REQUIREMENT: Rewrite the records below, changing every "Object Detector" to "Region Locator" and keeping everything else identical.

### LISTING

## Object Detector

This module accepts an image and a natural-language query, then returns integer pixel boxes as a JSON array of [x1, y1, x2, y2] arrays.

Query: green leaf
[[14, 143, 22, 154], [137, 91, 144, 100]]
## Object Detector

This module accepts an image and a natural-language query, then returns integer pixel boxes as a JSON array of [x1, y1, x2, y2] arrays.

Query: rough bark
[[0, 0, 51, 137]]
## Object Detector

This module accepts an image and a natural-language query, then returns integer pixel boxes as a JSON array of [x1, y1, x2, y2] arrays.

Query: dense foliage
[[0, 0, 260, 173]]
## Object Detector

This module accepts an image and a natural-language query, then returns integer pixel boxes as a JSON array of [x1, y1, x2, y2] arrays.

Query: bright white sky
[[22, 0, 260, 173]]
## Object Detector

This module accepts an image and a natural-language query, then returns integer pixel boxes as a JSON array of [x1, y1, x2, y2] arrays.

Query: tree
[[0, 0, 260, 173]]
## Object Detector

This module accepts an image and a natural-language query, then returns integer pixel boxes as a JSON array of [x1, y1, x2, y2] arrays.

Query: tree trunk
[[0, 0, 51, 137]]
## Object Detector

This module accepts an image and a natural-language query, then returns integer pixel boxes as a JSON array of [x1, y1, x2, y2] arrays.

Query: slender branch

######

SOLUTION:
## Region Locator

This module accepts an image and a natural-language query, then returns integer pixel boxes as a JSON array of [x1, y1, x2, y2] arrays.

Query: green leaf
[[14, 143, 22, 154], [137, 91, 144, 100]]
## Region Locator

This module accepts an image and a natural-language query, then returns integer pixel boxes as a JSON array of [x1, y1, x2, y2] arrays.

Query: rough bark
[[0, 0, 51, 137]]
## Region Locator

This module accepts an image and a natural-language query, then returns integer pixel boxes as a JSON array of [x1, y1, x2, y2] arrays.

Query: dense foliage
[[0, 0, 260, 173]]
## Region Locator

This module accepts an image and a natural-language query, then returns integer pixel boxes as a JSON array of [x1, y1, x2, y2] arrays.

Query: bright white sky
[[22, 0, 260, 173]]
## Region Locator

This module accepts an image and a natural-language query, then returns integer pixel boxes as a JSON array of [x1, y1, x2, y2] arrays.

Query: tree
[[0, 0, 260, 173]]
## Region Locator

This module accepts an image and a natural-language query, then returns integer pixel boxes as a JSON array of [x1, y1, x2, y2] arrays.

Query: tree trunk
[[0, 0, 51, 137]]
## Region Locator

This module accepts an image and a natural-language query, then returns integer pixel boxes as a JSON array of [x1, y1, x2, y2] arrays.

Query: slender branch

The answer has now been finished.